_GIVEN PASSAGE_
And so it should be.  Because even though it’s been more than twenty years since Charles Barkley famously claimed that “I am not a role model,” the brutal fact is that there are and always will be fans out there who will idolize and emulate these famous athletes.  In our present twisted pop culture, in fact, it seems that the worse the behavior of any given sports star, the more popular, mimicked and rich he becomes.

So what would I say to Janay Rice?  That perhaps whatever “good” she thinks she is drawing from the relationship—be it emotional or fiscal—might not be worth living every day with the knowledge that this man you love could easily seriously hurt or kill you, and has demonstrated his apparent willingness to do so in full view of the public?  That “real love” does not, CAN not exist alongside the constant threat of physical harm?  What would be the point?  She obviously truly believes she loves this man, he loves her, that what they have is real love, and that the outside world, rather than her husband’s fist, is responsible for the pain in her life. 

What I would say to Mrs. Rice is this:

In a different world, what goes on between you and your husband would be private.  No one else would have to know, no one would be involved, until they wheeled you out of the front door of your home on a gurney, with a sheet over your face.  As a private citizen, you would have that right.  And there are many women—TOO many—who claim that right, and come to precisely that end. 

But you and your husband are not “private citizens.”  You accept a lot of money to BE public figures.  To conduct your lives in front of God and everybody.  You may not like being a “role model,” but as the family of a professional athlete, it’s not a title you can accept or reject purely on your own say-so.  It is what it is.  People will watch you.  People will emulate you.  And if one girl follows your example and marries the man who put her in the hospital in the name of “real love,” and ends up in a body bag, it’s one too many.

_EXERCISE 1_
Set down the part of the piece about Janay Rice between "What I would" and "precisely that end.", inclusive.
_EXERCISE 2_
Put this sentence from the piece about Janay Rice into Spanish: "As a private citizen, you would have that right."
_EXERCISE 3_
Continue the piece about Janay Rice from its last sentence.

Stored items:
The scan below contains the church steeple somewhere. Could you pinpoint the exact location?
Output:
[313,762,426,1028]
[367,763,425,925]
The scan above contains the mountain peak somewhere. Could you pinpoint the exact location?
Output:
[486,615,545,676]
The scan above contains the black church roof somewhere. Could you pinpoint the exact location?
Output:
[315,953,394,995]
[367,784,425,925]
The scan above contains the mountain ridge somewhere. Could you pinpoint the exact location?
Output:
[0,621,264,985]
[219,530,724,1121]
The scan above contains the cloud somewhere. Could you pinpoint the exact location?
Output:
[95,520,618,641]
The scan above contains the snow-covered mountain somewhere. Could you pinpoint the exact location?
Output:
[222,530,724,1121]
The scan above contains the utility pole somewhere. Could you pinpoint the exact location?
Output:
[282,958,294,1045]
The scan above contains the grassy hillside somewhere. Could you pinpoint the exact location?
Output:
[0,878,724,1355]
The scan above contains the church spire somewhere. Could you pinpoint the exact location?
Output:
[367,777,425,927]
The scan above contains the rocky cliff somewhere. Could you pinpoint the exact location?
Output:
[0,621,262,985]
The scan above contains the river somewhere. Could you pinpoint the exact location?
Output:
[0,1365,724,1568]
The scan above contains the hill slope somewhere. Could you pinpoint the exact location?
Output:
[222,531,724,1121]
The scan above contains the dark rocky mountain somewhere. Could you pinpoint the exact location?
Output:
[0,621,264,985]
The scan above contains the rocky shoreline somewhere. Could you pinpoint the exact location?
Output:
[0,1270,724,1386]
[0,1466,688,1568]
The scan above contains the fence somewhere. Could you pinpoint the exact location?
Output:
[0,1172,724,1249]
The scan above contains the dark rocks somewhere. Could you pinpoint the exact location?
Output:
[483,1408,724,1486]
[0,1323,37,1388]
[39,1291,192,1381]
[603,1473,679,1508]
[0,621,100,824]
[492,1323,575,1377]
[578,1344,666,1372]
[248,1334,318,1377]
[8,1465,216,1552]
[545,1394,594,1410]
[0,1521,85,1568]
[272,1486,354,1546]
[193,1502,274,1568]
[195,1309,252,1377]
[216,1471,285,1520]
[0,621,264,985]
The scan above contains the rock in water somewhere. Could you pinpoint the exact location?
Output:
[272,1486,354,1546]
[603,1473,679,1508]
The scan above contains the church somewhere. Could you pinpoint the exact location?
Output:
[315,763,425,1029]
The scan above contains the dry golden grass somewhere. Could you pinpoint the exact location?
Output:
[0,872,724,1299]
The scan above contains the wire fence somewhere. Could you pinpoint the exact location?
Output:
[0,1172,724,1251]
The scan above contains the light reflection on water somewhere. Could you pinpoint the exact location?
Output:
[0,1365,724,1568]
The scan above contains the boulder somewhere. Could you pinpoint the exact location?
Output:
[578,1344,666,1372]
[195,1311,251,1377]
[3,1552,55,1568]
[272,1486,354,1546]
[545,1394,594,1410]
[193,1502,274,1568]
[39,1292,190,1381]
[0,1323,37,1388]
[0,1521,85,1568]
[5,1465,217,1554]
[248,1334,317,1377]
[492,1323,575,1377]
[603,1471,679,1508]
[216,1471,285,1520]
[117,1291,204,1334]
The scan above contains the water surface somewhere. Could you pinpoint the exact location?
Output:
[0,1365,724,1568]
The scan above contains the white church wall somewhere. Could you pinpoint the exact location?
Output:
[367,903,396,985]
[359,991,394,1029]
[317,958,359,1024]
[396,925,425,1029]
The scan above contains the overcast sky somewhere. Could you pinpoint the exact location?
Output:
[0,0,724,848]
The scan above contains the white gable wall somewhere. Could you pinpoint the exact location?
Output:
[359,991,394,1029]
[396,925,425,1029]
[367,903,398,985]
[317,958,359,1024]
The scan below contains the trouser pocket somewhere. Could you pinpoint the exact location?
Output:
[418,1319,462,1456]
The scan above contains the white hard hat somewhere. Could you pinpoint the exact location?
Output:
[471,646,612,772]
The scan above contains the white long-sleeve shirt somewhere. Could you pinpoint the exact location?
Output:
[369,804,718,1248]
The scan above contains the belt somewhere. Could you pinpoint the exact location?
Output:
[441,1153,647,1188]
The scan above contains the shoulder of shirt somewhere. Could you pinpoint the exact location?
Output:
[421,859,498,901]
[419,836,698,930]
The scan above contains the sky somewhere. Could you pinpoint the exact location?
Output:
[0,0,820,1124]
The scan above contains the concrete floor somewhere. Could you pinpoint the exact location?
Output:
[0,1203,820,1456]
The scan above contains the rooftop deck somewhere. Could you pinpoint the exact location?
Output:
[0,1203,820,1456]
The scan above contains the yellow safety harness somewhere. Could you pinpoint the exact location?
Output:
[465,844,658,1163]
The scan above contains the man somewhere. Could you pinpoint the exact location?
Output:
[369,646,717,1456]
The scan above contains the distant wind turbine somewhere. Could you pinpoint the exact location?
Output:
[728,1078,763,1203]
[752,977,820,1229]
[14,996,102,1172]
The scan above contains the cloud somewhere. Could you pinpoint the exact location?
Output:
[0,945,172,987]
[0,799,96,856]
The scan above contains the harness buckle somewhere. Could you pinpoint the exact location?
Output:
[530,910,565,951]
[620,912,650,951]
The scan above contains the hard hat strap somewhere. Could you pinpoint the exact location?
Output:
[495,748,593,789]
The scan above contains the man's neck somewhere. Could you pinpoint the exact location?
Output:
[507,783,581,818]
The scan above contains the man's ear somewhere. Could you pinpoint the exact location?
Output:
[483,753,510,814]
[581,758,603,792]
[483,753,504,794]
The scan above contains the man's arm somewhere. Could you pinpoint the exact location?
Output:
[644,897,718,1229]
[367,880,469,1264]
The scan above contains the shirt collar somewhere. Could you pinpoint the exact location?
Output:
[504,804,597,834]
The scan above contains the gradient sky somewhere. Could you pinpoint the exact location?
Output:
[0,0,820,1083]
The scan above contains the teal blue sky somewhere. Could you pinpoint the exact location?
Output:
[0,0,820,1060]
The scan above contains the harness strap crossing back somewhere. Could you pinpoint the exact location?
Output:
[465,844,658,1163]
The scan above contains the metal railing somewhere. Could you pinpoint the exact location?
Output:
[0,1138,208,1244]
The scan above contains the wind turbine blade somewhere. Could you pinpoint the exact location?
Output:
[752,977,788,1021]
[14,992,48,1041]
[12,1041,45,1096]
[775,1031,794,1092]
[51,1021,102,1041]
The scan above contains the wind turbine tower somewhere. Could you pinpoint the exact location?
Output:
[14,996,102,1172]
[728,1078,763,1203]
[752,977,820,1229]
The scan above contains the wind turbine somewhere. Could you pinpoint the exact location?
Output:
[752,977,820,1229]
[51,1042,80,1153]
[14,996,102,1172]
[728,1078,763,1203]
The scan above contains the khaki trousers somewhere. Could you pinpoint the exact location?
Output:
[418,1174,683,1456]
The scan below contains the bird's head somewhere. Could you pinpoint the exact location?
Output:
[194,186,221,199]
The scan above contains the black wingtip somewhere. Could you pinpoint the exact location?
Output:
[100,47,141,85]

_EXERCISE RESPONSE 1_
What I would say to Mrs. Rice is this:

In a different world, what goes on between you and your husband would be private.  No one else would have to know, no one would be involved, until they wheeled you out of the front door of your home on a gurney, with a sheet over your face.  As a private citizen, you would have that right.  And there are many women—TOO many—who claim that right, and come to precisely that end.

_EXERCISE RESPONSE 2_
Como ciudadana privada, tendrías ese derecho.

_EXERCISE RESPONSE 3_
YOU may be willing to take that risk.  The rest of us are not.  Which is why the press, the Baltimore Ravens, the commissioner of the NFL, and the public had to step in and inflict the consequences upon behavior that can not by any stretch of the imagination be labeled acceptable, in public or in private. 

Undoubtedly, Ray Rice will get a second chance to play football somewhere.  If we know one thing about professional sports, it’s that some avaricious team owner—one who knows the voyeuristic American public is pathologically interested in witnessing a train wreck and will part with big bucks to do so—is always willing to take on the “bad boys.”  (Michael Vick, anyone?)  So, don’t worry, Janay.  All you need to do is bide your time and try and stretch that $15 million signing bonus a little thinner.  In a year or two or five, Ray will be back at the top of the NFL food chain.

I hope you live that long.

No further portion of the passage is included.